Object detection data:
——————
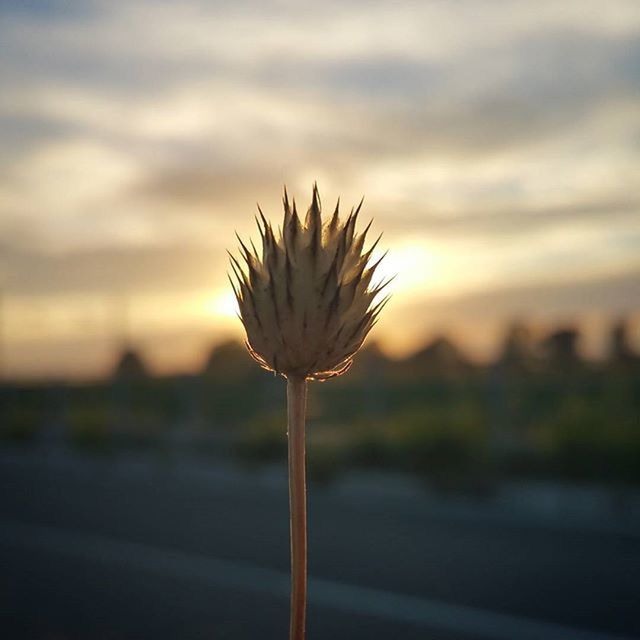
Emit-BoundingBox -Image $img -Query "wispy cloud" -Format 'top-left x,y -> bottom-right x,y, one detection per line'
0,0 -> 640,378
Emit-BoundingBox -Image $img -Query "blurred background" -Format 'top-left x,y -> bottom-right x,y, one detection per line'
0,0 -> 640,640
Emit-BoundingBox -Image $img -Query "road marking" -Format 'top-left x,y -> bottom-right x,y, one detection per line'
0,520 -> 632,640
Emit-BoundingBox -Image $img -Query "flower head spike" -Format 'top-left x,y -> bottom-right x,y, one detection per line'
230,184 -> 388,380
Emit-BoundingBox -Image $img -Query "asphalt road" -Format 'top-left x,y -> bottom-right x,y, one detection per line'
0,455 -> 640,640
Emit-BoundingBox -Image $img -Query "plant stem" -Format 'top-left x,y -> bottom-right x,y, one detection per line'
287,377 -> 307,640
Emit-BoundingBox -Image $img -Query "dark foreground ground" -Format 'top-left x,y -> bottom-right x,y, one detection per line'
0,452 -> 640,640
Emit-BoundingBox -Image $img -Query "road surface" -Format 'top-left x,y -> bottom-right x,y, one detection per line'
0,453 -> 640,640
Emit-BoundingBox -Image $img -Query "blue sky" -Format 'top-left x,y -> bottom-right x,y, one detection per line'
0,0 -> 640,375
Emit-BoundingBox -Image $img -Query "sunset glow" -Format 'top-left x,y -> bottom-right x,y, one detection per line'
0,0 -> 640,377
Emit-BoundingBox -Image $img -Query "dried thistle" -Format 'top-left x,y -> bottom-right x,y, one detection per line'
230,185 -> 388,380
229,184 -> 390,640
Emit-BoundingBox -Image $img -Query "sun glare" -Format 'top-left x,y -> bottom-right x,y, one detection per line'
205,288 -> 238,320
375,243 -> 438,294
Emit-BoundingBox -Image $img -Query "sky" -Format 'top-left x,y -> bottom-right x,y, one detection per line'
0,0 -> 640,377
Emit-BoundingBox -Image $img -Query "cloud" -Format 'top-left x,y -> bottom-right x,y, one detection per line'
3,244 -> 227,298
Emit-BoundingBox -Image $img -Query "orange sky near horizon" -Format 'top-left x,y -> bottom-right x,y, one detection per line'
0,0 -> 640,378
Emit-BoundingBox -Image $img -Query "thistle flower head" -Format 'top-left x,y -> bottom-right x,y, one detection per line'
229,185 -> 389,380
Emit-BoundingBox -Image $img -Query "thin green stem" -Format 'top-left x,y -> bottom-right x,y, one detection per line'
287,378 -> 307,640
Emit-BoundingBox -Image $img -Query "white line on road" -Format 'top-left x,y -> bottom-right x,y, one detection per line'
0,521 -> 631,640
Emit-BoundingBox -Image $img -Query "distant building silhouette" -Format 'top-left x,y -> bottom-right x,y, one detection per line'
400,336 -> 473,377
347,342 -> 389,380
609,318 -> 640,367
113,347 -> 149,381
202,340 -> 257,380
541,327 -> 582,371
496,322 -> 535,372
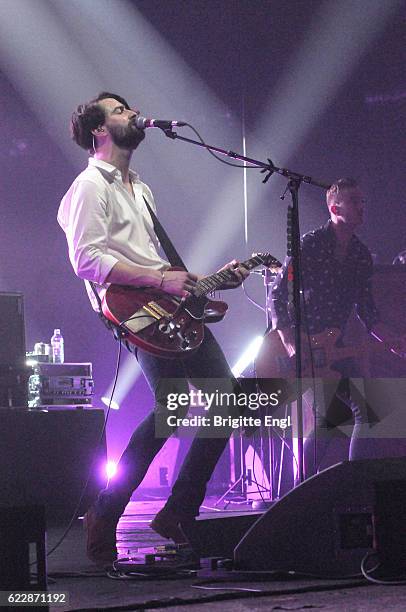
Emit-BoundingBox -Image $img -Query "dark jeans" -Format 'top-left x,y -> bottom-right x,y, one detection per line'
96,327 -> 239,519
304,359 -> 376,477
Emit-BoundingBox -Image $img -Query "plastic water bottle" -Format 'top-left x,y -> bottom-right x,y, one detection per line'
51,329 -> 65,363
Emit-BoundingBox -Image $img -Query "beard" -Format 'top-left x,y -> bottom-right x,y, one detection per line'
109,123 -> 145,150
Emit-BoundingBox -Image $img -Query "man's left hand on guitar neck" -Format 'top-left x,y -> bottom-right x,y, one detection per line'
217,259 -> 250,290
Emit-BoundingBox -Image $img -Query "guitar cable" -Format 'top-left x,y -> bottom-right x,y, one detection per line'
30,315 -> 151,567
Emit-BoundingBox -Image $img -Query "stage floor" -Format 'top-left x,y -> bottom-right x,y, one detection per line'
30,499 -> 406,612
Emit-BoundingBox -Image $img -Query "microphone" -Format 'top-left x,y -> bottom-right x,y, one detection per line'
135,116 -> 186,130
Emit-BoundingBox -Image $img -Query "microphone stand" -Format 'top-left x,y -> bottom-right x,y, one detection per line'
161,126 -> 330,486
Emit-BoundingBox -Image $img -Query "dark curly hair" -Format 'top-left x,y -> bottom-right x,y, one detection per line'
70,91 -> 130,151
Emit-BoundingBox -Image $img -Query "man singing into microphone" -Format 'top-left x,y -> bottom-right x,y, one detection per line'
58,92 -> 248,564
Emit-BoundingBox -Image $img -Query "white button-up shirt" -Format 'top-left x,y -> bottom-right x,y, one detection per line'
58,157 -> 169,310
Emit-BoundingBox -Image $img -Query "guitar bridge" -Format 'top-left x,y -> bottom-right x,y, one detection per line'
143,302 -> 172,319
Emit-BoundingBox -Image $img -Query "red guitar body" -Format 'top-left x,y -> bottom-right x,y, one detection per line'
102,285 -> 228,359
102,253 -> 282,359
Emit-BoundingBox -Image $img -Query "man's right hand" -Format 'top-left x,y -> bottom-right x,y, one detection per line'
161,270 -> 198,298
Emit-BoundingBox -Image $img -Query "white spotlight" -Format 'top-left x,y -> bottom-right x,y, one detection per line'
231,336 -> 264,377
101,397 -> 120,410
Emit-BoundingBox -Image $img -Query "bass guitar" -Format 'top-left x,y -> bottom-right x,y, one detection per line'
102,253 -> 282,359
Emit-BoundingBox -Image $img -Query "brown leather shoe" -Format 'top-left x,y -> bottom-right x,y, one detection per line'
83,506 -> 118,567
150,508 -> 193,544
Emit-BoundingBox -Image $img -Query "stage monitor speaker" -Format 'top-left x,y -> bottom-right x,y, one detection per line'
0,409 -> 106,523
234,457 -> 406,578
0,292 -> 25,367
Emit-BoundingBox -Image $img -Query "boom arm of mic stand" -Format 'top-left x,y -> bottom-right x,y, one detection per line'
163,124 -> 330,483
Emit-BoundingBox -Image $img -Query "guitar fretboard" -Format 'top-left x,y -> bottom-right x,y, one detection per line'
194,254 -> 266,297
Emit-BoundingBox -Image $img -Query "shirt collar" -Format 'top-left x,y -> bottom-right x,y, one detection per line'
323,219 -> 359,247
89,157 -> 140,183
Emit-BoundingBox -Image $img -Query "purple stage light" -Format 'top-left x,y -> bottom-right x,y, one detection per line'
105,461 -> 117,480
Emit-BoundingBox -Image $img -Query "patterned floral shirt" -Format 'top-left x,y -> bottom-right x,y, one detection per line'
271,221 -> 379,333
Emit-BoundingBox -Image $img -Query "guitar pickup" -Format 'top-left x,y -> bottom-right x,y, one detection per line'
143,302 -> 172,319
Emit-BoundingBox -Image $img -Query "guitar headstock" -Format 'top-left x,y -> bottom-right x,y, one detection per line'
252,253 -> 282,274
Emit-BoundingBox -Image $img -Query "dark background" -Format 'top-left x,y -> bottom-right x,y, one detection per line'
0,0 -> 406,466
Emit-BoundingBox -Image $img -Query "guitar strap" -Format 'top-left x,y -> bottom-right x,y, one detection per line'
88,177 -> 187,352
142,196 -> 187,271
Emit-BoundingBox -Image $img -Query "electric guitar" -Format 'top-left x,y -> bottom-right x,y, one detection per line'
102,253 -> 282,358
255,329 -> 402,378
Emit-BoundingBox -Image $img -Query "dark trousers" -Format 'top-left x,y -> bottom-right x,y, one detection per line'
96,327 -> 239,519
304,359 -> 377,476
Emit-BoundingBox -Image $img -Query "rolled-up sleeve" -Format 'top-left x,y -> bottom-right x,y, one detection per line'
58,180 -> 118,285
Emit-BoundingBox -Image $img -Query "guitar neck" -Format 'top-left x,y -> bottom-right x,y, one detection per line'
194,255 -> 264,297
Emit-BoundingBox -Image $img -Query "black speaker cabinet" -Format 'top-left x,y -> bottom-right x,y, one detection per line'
0,408 -> 106,523
234,457 -> 406,577
0,291 -> 25,367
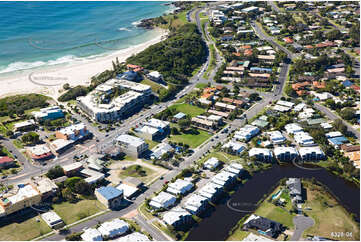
——————
WRITTEN INSTRUCTION: Arrange the lines as a numbered list, beginning at the top of the rows and stopping after the line that contains "230,184 -> 388,380". Drop any blank lines and leave the pictures out.

ANSWER IN FULL:
1. Emit-BoundingBox -Image $img -Query "wispy cloud" -Format 'top-left x,y -> bottom-right x,y, one detection per line'
2. 0,0 -> 640,378
3. Emit-BoundingBox -Image $img -Query "blurred background" -Format 'top-left x,y -> bottom-right x,y, one detection per line'
4. 0,0 -> 640,640
5. Emit-BoundingBox -Image $img -Query "road marking" -Format 'top-left x,y -> bottom-right x,y, one detection per line'
6. 0,520 -> 632,640
7. Emit-BoundingBox -Image $img -Query "flower head spike" -Format 'top-left x,y -> bottom-right x,y, one detection per line'
8. 230,184 -> 388,380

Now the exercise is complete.